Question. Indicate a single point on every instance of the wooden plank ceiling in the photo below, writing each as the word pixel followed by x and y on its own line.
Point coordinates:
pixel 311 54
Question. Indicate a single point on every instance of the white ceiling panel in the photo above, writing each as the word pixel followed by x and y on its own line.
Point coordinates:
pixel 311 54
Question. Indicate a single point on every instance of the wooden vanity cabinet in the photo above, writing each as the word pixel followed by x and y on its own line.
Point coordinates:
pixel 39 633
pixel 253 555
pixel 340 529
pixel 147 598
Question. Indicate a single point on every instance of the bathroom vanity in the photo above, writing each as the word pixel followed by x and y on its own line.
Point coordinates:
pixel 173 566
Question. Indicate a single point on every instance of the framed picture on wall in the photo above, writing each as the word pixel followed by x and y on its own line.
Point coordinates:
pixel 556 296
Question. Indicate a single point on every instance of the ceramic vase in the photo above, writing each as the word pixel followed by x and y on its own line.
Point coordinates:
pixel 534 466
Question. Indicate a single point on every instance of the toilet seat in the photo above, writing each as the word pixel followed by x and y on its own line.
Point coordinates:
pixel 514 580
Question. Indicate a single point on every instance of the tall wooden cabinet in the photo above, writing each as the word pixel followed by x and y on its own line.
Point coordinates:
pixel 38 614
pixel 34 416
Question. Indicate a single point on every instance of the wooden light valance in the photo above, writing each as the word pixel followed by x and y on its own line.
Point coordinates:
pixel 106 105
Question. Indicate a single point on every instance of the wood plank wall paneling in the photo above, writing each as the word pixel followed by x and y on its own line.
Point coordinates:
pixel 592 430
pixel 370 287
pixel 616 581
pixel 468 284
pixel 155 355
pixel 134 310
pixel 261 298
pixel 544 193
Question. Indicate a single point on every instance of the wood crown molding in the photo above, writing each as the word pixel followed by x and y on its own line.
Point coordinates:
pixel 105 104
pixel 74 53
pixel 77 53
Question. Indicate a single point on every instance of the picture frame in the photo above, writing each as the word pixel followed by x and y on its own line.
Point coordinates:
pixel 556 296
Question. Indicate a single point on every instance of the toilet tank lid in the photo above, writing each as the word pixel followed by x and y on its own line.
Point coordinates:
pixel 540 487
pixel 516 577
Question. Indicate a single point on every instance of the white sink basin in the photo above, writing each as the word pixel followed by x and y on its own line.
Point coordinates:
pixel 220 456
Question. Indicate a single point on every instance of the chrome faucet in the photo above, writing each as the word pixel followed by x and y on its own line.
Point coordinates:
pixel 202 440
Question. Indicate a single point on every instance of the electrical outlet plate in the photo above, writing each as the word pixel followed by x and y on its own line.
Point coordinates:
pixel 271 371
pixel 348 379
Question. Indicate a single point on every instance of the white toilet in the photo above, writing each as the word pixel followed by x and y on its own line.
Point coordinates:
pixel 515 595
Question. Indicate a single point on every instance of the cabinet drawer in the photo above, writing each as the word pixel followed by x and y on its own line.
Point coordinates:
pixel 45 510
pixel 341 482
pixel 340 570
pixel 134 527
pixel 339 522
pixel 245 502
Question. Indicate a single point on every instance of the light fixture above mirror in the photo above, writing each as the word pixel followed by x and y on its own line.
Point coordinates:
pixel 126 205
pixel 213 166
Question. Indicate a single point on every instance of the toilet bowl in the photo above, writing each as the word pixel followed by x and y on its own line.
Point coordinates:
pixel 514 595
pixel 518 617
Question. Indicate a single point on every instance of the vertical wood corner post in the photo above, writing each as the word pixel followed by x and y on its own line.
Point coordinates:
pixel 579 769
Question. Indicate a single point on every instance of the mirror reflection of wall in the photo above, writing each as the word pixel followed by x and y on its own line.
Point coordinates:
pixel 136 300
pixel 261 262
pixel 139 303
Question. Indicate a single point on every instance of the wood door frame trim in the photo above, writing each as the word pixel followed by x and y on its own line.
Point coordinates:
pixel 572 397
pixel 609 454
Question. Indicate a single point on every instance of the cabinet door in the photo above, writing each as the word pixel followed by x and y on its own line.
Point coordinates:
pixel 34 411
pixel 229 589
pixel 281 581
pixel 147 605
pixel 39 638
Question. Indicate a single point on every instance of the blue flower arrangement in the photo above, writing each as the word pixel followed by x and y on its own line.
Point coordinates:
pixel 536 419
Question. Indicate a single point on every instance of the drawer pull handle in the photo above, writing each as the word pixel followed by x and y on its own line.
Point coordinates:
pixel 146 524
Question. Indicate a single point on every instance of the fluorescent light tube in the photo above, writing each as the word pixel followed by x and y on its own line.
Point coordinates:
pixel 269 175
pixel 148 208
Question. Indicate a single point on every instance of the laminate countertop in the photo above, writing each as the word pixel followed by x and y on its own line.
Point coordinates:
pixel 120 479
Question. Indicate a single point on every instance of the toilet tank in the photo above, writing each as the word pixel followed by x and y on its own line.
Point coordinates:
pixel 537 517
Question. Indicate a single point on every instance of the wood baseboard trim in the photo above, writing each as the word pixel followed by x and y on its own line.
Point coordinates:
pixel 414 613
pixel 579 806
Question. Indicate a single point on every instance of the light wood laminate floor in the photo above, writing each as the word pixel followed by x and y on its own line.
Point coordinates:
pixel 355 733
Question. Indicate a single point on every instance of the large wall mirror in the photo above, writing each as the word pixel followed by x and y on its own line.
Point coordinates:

• Work to complete
Please reproduce the material above line for line, starting at the line that contains "of the chrome" and ending at the line that contains "pixel 579 769", both included.

• Result
Question. Indicate a single point on every instance of the chrome faucet in the photo above, writing each as the word pixel followed by x and y on its own line.
Point coordinates:
pixel 202 440
Question. Indicate a single point on every instance of the electrical outlet plate in the photo above, writing each as the word pixel followed by x and y on its own line.
Point coordinates:
pixel 271 371
pixel 348 379
Question. Indicate a single point on every instance of the white toilet in the photo above, writing each as the word pixel followed by x and y on its own line.
Point coordinates:
pixel 515 595
Question. Indicate a single point on every instance of the cabinet drawer in the photo above, writing each as the word pixel followed by x and y on its own line.
Point coordinates:
pixel 45 510
pixel 341 482
pixel 340 570
pixel 134 527
pixel 339 522
pixel 245 502
Question. Indicate a single point on every instance of the light fixture above mirror in the photo above, writing each as the word pixel followed by x and y on its own line.
Point coordinates:
pixel 126 205
pixel 213 166
Question. Indicate a single point on every instance of the toilet bowl in the photo above, writing each as the word pixel followed by x and y on its own line.
Point coordinates:
pixel 514 595
pixel 518 617
Question. Indicate a single point on every instance of the vertical wood corner post in the photo above, writing each as the word pixel followed by x and y on its own line.
Point coordinates:
pixel 579 769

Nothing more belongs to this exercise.